— What is needed —
Your task is to copy the material exactly.

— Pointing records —
****
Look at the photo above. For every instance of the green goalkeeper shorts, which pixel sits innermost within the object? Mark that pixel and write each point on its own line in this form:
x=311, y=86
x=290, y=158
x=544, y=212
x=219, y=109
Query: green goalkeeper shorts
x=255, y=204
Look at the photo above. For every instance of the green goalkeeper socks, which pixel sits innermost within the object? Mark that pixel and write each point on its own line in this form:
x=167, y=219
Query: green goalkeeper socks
****
— Expected answer —
Look at the photo above. For every instance of the green goalkeeper shorts, which pixel sits innermost within the object? Mark that pixel and write each point on its own line in this form:
x=311, y=86
x=290, y=158
x=544, y=212
x=219, y=109
Query: green goalkeeper shorts
x=255, y=204
Look at the photo above. For every instance of the green goalkeeper socks, which pixel sits innermost within the object? Mark that pixel and write each point on its own line in this form:
x=167, y=219
Query: green goalkeeper socks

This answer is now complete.